(Dataset records)
********************

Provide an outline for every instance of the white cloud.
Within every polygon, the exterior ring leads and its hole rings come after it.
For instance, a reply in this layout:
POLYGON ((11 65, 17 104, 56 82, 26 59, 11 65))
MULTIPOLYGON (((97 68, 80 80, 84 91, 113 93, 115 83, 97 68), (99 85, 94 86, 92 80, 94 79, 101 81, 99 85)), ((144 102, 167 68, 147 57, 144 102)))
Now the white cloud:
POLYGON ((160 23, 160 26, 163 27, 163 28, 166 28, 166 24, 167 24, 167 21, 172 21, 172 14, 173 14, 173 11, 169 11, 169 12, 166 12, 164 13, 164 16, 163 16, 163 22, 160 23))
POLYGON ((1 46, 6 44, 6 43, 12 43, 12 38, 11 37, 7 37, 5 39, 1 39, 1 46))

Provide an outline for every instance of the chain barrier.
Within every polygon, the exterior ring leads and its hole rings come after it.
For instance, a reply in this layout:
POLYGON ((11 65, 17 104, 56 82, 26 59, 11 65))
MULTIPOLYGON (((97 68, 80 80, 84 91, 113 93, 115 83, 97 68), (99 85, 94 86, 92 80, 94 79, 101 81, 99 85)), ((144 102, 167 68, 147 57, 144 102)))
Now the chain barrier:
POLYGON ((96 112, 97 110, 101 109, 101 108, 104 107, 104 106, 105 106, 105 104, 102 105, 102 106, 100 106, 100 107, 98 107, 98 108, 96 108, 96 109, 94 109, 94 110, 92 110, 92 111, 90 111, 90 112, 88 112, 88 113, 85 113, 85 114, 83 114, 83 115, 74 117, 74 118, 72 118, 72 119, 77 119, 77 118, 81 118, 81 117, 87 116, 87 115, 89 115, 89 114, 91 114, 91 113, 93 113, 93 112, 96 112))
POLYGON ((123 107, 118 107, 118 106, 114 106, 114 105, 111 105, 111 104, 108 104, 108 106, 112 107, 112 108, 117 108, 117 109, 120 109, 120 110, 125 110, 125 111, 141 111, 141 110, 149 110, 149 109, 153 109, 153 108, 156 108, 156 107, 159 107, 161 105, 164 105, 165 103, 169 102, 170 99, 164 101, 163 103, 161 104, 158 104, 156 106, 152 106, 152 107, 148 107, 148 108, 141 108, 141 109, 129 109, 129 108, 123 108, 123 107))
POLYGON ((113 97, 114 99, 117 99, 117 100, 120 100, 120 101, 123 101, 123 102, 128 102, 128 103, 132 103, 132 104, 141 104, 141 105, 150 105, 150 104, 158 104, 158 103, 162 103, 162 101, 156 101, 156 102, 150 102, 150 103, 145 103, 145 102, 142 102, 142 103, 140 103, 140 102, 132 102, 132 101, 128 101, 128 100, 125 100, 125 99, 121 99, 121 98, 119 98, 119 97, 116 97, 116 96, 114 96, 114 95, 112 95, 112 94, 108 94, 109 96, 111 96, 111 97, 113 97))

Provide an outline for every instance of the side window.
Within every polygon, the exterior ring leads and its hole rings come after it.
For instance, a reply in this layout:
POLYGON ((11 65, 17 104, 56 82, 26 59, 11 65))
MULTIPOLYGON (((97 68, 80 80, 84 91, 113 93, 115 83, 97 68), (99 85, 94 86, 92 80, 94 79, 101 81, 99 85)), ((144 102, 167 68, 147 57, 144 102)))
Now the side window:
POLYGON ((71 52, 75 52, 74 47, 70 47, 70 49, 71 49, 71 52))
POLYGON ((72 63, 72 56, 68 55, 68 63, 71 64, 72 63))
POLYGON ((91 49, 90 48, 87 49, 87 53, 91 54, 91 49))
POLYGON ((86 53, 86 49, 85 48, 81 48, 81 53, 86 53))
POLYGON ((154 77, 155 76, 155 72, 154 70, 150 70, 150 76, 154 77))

********************

**TASK TO COMPLETE:**
Rewrite every line of the items above as a Markdown table with two columns, "Row" for the row number and "Line" for the line itself, skipping blank lines.

**ANSWER TO THE EXERCISE:**
| Row | Line |
|---|---|
| 1 | Provide an outline for every instance of the white cloud. |
| 2 | Within every polygon, the exterior ring leads and its hole rings come after it. |
| 3 | For instance, a reply in this layout: |
| 4 | POLYGON ((11 65, 17 104, 56 82, 26 59, 11 65)) |
| 5 | MULTIPOLYGON (((97 68, 80 80, 84 91, 113 93, 115 83, 97 68), (99 85, 94 86, 92 80, 94 79, 101 81, 99 85)), ((144 102, 167 68, 147 57, 144 102))) |
| 6 | Now the white cloud: |
| 7 | POLYGON ((160 23, 160 26, 163 27, 163 28, 166 28, 166 24, 167 24, 167 21, 172 21, 172 14, 173 14, 173 11, 169 11, 169 12, 166 12, 164 13, 164 16, 163 16, 163 22, 160 23)) |
| 8 | POLYGON ((1 46, 6 44, 6 43, 12 43, 12 38, 11 37, 7 37, 5 39, 1 39, 1 46)) |
| 9 | Provide an outline for every instance of the chain barrier. |
| 10 | Within every polygon, the exterior ring leads and its hole rings come after it. |
| 11 | For instance, a reply in this layout: |
| 12 | POLYGON ((11 65, 17 104, 56 82, 26 59, 11 65)) |
| 13 | MULTIPOLYGON (((97 68, 80 80, 84 91, 113 93, 115 83, 97 68), (99 85, 94 86, 92 80, 94 79, 101 81, 99 85)), ((144 102, 167 68, 147 57, 144 102))) |
| 14 | Now the chain barrier: |
| 15 | POLYGON ((96 112, 97 110, 101 109, 101 108, 104 107, 104 106, 105 106, 105 104, 102 105, 102 106, 100 106, 100 107, 98 107, 98 108, 96 108, 96 109, 94 109, 94 110, 92 110, 92 111, 90 111, 90 112, 88 112, 88 113, 85 113, 85 114, 83 114, 83 115, 74 117, 74 118, 72 118, 72 119, 77 119, 77 118, 81 118, 81 117, 87 116, 87 115, 89 115, 89 114, 91 114, 91 113, 93 113, 93 112, 96 112)) |
| 16 | POLYGON ((123 107, 118 107, 118 106, 114 106, 114 105, 111 105, 111 104, 108 104, 108 106, 112 107, 112 108, 117 108, 117 109, 120 109, 120 110, 125 110, 125 111, 141 111, 141 110, 149 110, 149 109, 153 109, 153 108, 156 108, 156 107, 159 107, 161 105, 164 105, 165 103, 169 102, 170 99, 164 101, 163 103, 161 104, 158 104, 156 106, 152 106, 152 107, 148 107, 148 108, 141 108, 141 109, 129 109, 129 108, 123 108, 123 107)) |
| 17 | POLYGON ((113 97, 114 99, 117 99, 117 100, 120 100, 120 101, 123 101, 123 102, 128 102, 128 103, 132 103, 132 104, 141 104, 141 105, 150 105, 150 104, 158 104, 158 103, 162 103, 162 101, 156 101, 156 102, 150 102, 150 103, 145 103, 145 102, 142 102, 142 103, 140 103, 140 102, 132 102, 132 101, 128 101, 128 100, 125 100, 125 99, 121 99, 121 98, 119 98, 119 97, 116 97, 116 96, 114 96, 114 95, 112 95, 112 94, 108 94, 109 96, 111 96, 111 97, 113 97)) |
| 18 | Provide an outline for every instance of the side window. |
| 19 | Within every polygon, the exterior ring leads and its hole rings come after it. |
| 20 | For instance, a reply in this layout: |
| 21 | POLYGON ((11 65, 17 104, 56 82, 26 59, 11 65)) |
| 22 | MULTIPOLYGON (((97 68, 80 80, 84 91, 113 93, 115 83, 97 68), (99 85, 94 86, 92 80, 94 79, 101 81, 99 85)), ((144 102, 167 68, 147 57, 144 102))) |
| 23 | Now the side window: |
| 24 | POLYGON ((71 52, 75 52, 74 47, 70 47, 70 49, 71 49, 71 52)) |
| 25 | POLYGON ((72 63, 72 56, 68 55, 68 63, 71 64, 72 63)) |
| 26 | POLYGON ((91 49, 90 48, 87 49, 87 53, 91 54, 91 49)) |
| 27 | POLYGON ((86 53, 86 49, 85 48, 81 48, 81 53, 86 53)) |
| 28 | POLYGON ((154 77, 155 76, 155 72, 154 70, 150 70, 150 76, 154 77)) |